# oh hell naw!



## Dragnsmke1 (Jul 29, 2002)

Antoine Walker and Gary Payton cannot win NBA Championships....Its up to the Mavs to stop this travisty from occuring!


----------



## t1no (Jul 10, 2005)

I know, no way in hell Antoine Walker is going to win a ring before Dirk Nowitzki.


----------



## CbobbyB (Feb 16, 2006)

I would like to see Payton win one..i dont know bout Antoine though..


----------



## Dragnsmke1 (Jul 29, 2002)

CbobbyB said:


> I would like to see Payton win one..i dont know bout Antoine though..


Payton was one of my favorite players until he took a huge paycut to play with LA...


----------



## chn353 (Mar 12, 2006)

should give payton a ring so he can retire..

but antoine walker's ring should be given to dirk even if the heat does win


----------



## xray (Feb 21, 2005)

Walker bogged down the Mavs when he was here.

It just shows the greatness of DWade and Shaq that they can fight through his spareness to reach the Finals.


----------



## Mavericks_Fan (Apr 19, 2005)

It's always so hard for me not to spew venom about the Heat because there are soooo many players on that team I can't stand.

But I like our chances, assuming we even get there.


----------



## Gambino (Feb 11, 2004)

Mavericks_Fan said:


> It's always so hard for me not to spew venom about the Heat because there are soooo many players on that team I can't stand.
> 
> But I like our chances, assuming we even get there.

☆ ☆ ☆

Copy the part of the forum thread starting at "# oh hell naw!" and ending at "travisty from occuring!", word for word.

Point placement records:
☆ ☆ ☆

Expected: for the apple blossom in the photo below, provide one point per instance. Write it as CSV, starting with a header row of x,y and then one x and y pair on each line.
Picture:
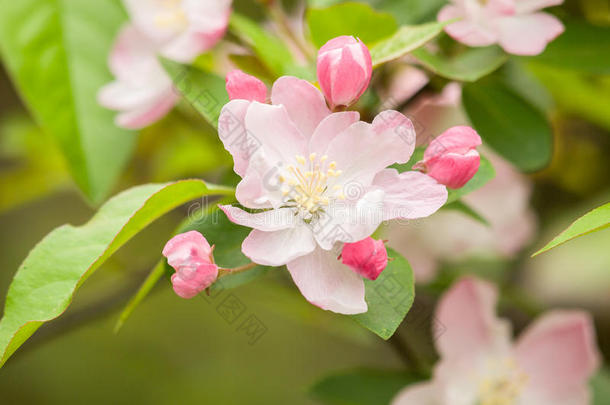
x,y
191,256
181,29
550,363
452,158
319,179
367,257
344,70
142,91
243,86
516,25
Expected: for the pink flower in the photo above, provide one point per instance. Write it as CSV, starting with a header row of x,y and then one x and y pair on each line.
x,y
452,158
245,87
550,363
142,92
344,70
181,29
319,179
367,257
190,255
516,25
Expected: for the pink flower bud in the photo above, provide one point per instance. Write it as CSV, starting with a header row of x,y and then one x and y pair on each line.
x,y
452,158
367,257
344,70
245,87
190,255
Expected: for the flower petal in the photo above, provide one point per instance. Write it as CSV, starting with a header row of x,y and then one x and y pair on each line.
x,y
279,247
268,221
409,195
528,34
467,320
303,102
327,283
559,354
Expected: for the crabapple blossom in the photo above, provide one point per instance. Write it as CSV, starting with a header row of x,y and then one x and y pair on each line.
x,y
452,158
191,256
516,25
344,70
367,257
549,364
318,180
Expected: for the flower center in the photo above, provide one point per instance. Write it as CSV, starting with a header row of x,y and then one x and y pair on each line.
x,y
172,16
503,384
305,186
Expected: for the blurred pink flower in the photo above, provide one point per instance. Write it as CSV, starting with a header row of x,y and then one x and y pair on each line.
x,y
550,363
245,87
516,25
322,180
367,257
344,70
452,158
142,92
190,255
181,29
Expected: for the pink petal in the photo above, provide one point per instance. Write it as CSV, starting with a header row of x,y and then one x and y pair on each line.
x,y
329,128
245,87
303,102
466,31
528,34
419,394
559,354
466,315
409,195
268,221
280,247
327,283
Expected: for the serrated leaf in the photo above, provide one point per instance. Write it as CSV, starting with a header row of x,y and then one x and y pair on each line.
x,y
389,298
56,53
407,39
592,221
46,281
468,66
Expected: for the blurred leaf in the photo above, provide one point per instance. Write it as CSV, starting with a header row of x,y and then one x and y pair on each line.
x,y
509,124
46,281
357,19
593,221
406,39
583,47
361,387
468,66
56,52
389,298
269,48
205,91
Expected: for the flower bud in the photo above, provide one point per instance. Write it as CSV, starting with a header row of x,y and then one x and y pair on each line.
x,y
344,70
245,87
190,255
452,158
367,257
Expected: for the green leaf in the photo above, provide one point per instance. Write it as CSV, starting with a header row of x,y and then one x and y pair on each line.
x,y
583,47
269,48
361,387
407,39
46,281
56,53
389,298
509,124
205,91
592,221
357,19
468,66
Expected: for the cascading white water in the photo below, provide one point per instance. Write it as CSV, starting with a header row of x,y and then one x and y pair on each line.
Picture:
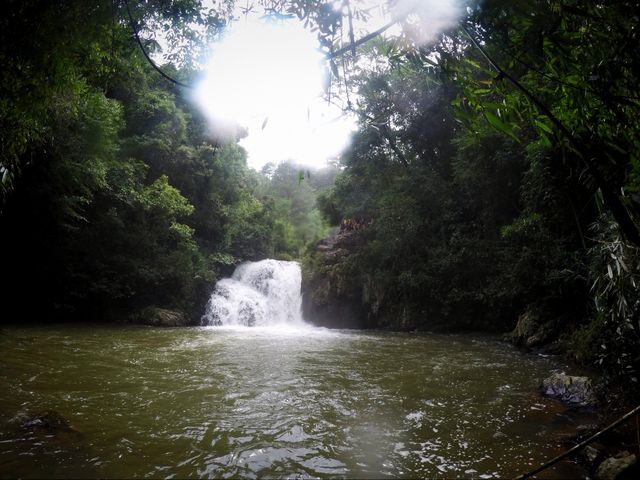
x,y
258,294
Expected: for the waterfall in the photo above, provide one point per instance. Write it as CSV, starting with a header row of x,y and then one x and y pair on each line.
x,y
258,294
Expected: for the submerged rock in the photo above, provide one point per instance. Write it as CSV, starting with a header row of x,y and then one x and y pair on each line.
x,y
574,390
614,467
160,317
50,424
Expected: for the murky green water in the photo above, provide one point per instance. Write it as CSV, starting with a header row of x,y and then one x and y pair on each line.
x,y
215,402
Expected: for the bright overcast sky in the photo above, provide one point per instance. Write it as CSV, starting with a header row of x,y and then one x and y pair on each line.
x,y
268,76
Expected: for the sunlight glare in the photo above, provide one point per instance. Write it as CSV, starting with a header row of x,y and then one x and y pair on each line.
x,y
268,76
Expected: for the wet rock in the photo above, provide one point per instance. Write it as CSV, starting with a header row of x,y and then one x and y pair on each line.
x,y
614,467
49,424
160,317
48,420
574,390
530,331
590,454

☆ ☆ ☆

Completed task:
# oh hell naw!



## Dragnsmke1 (Jul 29, 2002)

Antoine Walker and Gary Payton cannot win NBA Championships....Its up to the Mavs to stop this travisty from occuring!